### TEXTO DE LEITURA:
23 de maio de 2008

Tribunal S.A.

Foi muito gratificante para mim encontrar o pequeno ensaio que se segue. Escrito pelo Desembargador Antonio Pessoa Cardoso, do Tribunal de Justiça da Bahia, e publicado no portal Migalhas em 20 de maio do ano corrente (clique aqui para ter acesso ao texto onde originariamente publicado), o texto impressionantemente se aproxima muito do que venho dizendo vez por outra neste espaço, com direito inclusive à menção da expressão "inteligência judiciária" relacionada à noção de inteligência coletiva. Parabéns, portanto, ao autor ilustre. Vamos ao texto então.

"Tribunal S/A

Antonio Pessoa Cardoso*

As empresas privadas diferenciam-se umas das outras na medida em que aumentam seus lucros, promovem crescimento dos seus patrimônios; já no âmbito do setor público, a eficiência e a credibilidade avançam de conformidade com a boa prestação de serviços.

Os Tribunais de Justiça dos Estados, integrantes de um dos poderes da República, o Judiciário, têm o encargo constitucional de oferecer serviços na área judicial ao cidadão, mas, para isto, obrigam-se a cuidar da administração de pessoas, da movimentação do dinheiro público, na aquisição de material permanente de consumo, na construção e reformas de prédios, enfim, na montagem e conservação de toda a estrutura funcional.

O aumento da população ativa, o crescimento das necessidades de consumo provocaram a procura de recursos tecnológicos, a massificação dos produtos e a padronização dos contratos; a informática apareceu e atendeu às necessidades dos bancos e das empresas de maneira geral. Os lucros aumentaram, mas as riquezas concentraram-se em mãos de poucos.

### DETALHES DA TAREFA:
Responda com base no texto "Tribunal S.A.":
(a) Em que portal e em que data o ensaio foi publicado?
(b) No setor público, como avançam a eficiência e a credibilidade?
(c) Com o aumento dos lucros, o que aconteceu com as riquezas?
A listagem não é necessária para responder.

### TRECHOS DA LISTAGEM:
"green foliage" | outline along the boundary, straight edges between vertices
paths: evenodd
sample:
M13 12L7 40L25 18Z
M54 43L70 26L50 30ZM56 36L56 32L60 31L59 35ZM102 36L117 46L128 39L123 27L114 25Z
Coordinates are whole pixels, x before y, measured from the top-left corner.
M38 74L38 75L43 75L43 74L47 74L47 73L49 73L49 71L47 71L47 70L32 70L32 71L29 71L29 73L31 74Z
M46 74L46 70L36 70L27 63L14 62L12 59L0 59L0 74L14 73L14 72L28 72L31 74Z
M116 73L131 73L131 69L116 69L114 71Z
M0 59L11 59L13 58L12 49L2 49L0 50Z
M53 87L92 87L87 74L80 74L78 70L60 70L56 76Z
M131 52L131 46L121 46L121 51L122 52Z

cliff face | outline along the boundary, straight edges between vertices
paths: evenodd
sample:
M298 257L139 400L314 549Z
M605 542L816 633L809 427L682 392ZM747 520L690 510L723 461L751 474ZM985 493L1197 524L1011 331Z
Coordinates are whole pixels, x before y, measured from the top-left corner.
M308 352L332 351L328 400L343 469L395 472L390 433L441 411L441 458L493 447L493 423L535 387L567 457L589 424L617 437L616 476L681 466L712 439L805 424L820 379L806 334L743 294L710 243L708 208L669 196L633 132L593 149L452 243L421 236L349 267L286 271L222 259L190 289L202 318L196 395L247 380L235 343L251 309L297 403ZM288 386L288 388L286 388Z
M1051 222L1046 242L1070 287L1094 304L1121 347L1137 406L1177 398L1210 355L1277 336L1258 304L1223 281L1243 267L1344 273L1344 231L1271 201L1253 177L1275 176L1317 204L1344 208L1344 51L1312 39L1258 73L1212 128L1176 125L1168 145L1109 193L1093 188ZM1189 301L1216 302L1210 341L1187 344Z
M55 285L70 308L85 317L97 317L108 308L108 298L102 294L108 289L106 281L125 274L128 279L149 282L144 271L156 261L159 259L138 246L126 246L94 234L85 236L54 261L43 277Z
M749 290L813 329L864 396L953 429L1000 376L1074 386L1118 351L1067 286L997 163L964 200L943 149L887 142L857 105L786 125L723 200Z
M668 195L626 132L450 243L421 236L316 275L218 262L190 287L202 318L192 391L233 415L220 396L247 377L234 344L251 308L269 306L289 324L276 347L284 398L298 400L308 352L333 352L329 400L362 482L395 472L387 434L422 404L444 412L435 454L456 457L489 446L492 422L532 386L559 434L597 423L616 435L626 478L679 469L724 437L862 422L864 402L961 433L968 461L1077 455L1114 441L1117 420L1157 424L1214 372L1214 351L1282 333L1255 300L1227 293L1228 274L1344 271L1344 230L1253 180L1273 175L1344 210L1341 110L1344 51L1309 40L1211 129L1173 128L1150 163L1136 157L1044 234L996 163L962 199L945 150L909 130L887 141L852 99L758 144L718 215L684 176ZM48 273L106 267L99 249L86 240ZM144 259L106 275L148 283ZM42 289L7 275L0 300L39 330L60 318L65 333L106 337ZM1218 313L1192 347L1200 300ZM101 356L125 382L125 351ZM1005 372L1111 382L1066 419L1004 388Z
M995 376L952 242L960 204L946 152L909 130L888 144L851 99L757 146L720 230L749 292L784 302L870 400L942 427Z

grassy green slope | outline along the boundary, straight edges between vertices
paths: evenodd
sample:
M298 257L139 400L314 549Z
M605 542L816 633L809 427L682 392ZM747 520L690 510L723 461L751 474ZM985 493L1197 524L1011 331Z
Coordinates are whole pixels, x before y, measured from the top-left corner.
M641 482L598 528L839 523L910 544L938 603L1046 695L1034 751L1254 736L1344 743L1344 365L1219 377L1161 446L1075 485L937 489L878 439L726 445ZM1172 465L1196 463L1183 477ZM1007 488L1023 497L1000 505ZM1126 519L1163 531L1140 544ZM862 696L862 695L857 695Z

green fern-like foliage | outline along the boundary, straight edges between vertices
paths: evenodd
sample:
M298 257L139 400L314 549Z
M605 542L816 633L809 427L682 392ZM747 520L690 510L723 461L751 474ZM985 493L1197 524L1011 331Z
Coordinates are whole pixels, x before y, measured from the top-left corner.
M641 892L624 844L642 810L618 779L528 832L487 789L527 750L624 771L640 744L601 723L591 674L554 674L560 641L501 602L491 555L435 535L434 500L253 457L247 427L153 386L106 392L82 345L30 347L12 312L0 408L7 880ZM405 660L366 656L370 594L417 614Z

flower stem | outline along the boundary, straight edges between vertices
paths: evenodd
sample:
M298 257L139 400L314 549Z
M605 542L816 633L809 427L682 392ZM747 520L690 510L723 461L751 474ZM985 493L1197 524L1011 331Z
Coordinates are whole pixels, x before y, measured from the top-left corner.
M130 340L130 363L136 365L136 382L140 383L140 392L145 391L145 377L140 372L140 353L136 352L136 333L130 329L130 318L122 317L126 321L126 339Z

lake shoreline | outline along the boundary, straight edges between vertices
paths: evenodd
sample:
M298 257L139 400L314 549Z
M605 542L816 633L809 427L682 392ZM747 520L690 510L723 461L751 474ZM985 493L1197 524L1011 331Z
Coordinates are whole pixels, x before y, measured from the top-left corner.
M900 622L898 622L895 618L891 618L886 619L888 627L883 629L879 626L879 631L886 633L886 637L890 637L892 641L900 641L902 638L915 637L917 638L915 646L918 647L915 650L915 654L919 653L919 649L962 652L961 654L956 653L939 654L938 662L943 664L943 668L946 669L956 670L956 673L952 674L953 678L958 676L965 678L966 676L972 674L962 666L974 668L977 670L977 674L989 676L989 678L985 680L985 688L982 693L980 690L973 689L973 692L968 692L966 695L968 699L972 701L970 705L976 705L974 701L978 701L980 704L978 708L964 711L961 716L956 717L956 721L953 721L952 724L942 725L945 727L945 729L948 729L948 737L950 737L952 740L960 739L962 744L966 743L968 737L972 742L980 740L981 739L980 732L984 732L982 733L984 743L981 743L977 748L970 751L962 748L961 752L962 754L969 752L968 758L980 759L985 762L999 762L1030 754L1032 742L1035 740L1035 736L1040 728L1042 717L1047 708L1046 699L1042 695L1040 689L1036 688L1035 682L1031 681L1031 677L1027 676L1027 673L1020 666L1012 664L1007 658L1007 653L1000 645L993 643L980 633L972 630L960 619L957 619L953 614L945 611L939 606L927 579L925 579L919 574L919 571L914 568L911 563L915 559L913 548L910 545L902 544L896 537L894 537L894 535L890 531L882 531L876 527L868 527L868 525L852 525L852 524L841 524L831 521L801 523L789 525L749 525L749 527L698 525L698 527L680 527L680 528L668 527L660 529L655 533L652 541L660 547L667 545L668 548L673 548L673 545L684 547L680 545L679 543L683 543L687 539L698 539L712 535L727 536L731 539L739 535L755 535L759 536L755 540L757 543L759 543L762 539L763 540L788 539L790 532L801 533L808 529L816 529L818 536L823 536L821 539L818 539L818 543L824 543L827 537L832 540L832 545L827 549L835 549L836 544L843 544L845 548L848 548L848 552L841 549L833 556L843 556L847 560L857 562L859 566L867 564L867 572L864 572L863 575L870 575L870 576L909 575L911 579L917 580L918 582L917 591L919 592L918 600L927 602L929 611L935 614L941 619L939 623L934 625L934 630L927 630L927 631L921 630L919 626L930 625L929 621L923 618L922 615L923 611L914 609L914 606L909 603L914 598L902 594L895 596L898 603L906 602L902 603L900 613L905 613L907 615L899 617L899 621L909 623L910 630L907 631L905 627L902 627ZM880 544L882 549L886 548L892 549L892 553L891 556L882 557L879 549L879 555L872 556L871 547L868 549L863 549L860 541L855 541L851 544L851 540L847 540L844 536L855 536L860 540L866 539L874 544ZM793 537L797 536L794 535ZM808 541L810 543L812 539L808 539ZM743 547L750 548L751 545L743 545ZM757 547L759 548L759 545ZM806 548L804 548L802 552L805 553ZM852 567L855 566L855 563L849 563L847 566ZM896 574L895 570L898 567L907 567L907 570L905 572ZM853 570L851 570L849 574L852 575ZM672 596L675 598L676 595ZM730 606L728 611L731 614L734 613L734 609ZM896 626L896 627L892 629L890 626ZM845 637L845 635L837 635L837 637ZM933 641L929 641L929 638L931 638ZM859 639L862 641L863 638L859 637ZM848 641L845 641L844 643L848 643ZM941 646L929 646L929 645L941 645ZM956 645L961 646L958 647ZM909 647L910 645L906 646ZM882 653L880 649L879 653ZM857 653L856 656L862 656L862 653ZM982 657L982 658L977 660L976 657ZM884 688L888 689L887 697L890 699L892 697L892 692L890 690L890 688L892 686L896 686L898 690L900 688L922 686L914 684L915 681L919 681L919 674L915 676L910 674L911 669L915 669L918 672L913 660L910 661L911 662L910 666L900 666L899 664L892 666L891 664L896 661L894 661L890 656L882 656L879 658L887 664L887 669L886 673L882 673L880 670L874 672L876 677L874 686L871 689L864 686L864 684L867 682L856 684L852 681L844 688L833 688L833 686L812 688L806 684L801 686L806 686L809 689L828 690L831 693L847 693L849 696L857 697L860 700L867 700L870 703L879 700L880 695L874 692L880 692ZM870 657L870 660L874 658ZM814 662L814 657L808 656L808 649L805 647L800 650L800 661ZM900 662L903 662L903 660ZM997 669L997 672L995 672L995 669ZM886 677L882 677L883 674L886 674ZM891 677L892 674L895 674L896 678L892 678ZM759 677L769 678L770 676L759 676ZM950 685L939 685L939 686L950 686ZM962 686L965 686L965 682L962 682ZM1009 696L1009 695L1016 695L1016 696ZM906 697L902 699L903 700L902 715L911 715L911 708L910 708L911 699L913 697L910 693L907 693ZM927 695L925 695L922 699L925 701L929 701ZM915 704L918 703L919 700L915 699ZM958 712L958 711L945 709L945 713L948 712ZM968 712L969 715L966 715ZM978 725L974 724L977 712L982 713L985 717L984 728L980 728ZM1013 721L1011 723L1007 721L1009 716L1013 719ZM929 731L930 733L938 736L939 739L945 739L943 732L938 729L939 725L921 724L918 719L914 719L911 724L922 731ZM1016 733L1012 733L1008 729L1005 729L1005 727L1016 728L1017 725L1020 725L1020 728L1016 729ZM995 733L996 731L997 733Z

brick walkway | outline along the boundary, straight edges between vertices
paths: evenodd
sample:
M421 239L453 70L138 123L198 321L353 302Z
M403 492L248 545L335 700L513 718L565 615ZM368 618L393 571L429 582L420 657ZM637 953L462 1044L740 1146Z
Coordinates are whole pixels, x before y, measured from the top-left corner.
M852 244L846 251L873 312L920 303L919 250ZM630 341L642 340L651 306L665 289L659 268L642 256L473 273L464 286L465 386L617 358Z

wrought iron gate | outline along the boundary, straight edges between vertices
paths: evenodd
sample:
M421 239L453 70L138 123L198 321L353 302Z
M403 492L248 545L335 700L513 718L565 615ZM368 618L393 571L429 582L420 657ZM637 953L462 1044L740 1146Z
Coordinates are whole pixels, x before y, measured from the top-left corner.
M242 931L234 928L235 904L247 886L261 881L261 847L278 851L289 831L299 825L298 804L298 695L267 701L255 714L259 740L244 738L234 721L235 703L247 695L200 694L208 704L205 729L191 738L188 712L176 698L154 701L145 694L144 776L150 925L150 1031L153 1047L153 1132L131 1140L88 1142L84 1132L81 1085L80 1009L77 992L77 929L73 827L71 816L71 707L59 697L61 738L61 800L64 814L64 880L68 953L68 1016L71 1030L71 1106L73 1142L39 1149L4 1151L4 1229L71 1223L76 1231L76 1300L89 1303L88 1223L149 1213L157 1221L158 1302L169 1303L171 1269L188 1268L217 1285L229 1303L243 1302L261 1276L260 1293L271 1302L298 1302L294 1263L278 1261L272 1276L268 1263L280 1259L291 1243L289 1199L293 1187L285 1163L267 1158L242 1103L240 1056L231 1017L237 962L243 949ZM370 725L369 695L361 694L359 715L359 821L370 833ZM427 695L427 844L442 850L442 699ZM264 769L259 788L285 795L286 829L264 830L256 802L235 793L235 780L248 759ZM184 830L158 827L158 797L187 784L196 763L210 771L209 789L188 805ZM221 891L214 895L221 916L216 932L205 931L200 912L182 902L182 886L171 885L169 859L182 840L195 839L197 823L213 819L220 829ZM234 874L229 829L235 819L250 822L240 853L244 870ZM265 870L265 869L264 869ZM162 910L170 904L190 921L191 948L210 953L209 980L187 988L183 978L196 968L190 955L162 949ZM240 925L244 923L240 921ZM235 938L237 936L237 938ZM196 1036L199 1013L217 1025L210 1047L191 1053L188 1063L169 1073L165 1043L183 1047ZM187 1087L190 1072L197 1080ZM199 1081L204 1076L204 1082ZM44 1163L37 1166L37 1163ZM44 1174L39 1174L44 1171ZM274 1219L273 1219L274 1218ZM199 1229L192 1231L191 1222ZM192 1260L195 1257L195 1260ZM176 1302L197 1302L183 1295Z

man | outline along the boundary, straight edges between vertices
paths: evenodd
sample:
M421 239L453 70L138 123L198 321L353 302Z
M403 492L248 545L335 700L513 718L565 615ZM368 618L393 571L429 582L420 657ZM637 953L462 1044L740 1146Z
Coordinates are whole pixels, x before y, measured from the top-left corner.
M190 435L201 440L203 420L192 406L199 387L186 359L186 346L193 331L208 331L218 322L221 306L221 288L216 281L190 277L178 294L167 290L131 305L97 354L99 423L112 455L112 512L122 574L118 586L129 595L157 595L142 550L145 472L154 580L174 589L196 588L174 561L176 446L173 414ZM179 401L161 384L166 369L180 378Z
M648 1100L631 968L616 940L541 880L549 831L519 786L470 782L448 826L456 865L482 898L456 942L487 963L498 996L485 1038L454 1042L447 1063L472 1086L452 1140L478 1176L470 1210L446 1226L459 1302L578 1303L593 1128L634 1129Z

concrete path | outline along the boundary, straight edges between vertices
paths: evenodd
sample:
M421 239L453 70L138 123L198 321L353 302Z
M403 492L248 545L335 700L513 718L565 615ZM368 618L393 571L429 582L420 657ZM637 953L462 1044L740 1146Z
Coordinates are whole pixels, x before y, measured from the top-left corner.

### RESPOSTA:
(a) No portal Migalhas, em 20 de maio.
(b) De conformidade com a boa prestação de serviços.
(c) Concentraram-se em mãos de poucos.